▸ **Records from a data collection**:
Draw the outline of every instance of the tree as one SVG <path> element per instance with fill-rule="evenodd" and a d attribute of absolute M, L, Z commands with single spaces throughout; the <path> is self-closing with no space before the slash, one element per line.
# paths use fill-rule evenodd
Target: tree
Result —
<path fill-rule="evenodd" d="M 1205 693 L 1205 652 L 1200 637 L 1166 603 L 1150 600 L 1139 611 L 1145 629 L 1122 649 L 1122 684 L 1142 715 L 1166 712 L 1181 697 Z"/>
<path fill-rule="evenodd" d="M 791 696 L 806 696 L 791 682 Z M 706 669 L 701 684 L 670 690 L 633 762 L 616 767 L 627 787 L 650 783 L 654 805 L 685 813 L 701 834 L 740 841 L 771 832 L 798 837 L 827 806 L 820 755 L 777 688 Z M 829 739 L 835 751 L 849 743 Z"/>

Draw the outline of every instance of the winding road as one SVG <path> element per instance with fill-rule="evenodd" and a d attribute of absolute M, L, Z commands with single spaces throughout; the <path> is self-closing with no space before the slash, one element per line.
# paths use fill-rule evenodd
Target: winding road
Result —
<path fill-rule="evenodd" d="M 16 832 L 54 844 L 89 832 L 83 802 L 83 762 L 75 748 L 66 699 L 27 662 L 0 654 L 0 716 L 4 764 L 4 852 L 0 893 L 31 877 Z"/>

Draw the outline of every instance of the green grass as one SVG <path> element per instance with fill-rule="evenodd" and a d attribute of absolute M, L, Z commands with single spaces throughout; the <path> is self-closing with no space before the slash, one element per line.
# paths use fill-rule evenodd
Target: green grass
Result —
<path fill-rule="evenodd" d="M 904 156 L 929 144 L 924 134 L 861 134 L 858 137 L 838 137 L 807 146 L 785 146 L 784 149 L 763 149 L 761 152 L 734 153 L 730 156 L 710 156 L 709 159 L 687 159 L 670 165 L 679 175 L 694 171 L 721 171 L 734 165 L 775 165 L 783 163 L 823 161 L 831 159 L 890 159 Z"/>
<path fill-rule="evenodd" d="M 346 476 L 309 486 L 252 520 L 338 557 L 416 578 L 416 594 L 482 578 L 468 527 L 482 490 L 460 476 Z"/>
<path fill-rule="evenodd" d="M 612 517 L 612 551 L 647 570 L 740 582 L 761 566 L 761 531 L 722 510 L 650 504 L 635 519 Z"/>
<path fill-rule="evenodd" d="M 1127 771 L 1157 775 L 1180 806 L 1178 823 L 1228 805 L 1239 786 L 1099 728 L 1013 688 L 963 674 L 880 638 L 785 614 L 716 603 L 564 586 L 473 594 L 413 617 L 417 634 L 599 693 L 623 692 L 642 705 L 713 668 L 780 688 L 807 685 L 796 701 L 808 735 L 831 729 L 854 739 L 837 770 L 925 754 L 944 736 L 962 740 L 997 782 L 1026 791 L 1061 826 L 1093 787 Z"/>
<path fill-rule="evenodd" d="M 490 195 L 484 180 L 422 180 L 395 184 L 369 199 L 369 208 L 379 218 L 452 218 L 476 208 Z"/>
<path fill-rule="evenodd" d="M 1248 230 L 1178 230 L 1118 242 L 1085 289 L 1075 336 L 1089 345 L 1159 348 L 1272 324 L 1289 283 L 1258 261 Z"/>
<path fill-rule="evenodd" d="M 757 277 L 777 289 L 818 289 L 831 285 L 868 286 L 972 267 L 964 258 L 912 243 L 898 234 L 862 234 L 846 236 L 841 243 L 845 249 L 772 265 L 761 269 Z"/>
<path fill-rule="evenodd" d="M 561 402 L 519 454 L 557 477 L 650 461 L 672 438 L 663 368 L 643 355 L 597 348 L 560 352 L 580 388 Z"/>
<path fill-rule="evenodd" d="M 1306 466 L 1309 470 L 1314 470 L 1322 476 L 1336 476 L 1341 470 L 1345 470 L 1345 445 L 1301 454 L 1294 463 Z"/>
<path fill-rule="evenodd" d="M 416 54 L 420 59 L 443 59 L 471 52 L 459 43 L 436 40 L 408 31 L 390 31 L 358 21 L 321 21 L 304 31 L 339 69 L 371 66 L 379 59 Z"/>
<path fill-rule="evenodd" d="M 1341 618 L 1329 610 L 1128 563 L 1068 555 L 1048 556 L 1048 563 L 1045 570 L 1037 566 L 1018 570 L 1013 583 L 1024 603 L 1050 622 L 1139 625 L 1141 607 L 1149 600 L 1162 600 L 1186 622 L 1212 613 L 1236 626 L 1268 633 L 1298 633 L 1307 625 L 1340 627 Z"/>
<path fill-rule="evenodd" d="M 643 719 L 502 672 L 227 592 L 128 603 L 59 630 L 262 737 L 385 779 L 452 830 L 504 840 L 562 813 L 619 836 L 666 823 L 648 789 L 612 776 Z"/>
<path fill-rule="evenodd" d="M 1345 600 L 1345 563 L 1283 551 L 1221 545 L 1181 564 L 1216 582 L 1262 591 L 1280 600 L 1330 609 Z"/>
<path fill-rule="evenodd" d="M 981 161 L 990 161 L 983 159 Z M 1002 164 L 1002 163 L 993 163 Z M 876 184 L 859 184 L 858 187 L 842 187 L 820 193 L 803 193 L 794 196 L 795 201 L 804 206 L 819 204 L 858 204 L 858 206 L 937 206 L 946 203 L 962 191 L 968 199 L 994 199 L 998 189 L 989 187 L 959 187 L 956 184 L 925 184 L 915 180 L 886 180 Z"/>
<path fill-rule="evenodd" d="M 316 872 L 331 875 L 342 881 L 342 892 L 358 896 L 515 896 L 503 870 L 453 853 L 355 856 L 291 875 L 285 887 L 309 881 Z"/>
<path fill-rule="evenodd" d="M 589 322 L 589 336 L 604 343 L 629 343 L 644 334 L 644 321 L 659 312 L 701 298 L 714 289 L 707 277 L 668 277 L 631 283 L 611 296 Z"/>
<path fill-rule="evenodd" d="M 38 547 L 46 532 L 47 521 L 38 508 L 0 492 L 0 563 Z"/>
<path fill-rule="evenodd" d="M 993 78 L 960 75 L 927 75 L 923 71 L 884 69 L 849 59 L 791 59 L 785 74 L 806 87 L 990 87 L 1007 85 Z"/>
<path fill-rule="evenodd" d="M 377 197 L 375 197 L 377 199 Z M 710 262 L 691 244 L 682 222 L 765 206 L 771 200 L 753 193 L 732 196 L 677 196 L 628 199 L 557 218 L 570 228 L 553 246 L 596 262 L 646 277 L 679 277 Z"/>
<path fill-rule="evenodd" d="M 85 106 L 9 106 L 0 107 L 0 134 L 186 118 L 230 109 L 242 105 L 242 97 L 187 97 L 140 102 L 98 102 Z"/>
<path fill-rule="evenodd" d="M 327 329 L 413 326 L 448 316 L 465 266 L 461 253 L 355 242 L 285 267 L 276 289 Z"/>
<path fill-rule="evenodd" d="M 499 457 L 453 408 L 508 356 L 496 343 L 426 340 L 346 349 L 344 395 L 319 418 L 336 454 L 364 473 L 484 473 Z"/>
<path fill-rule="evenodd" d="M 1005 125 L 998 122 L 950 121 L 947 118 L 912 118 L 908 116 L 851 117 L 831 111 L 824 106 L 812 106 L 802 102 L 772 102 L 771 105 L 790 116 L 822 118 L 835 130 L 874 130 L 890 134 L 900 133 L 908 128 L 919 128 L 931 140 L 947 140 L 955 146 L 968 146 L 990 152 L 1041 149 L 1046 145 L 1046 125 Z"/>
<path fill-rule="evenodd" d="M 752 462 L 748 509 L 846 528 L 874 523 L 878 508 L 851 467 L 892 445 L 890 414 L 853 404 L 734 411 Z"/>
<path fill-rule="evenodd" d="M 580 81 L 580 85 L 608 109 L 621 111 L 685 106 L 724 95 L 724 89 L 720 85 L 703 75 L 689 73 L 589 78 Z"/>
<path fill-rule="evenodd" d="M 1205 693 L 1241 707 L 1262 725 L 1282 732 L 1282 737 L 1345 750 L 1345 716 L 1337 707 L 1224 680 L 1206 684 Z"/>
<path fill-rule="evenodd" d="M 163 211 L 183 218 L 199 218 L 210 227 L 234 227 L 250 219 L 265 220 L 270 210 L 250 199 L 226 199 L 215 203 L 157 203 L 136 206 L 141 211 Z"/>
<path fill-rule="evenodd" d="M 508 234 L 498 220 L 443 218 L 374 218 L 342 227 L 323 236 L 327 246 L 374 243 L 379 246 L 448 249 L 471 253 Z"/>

▸ **The exercise**:
Quote the lines of the listing above from the line holding "Draw the outline of every instance of the winding" to the line holding "16 832 L 54", inclusive, character for character.

▸ **Result**:
Draw the outline of every instance of the winding road as one SVG <path> element per instance with fill-rule="evenodd" and a d attribute of absolute M, L, Z commands with single spaces throughout; the <path> is self-closing with no space before the slash, one element per line.
# paths use fill-rule evenodd
Target: winding road
Result —
<path fill-rule="evenodd" d="M 16 832 L 54 844 L 89 832 L 83 802 L 83 762 L 75 748 L 66 699 L 27 662 L 0 654 L 0 716 L 4 764 L 4 852 L 0 893 L 31 877 Z"/>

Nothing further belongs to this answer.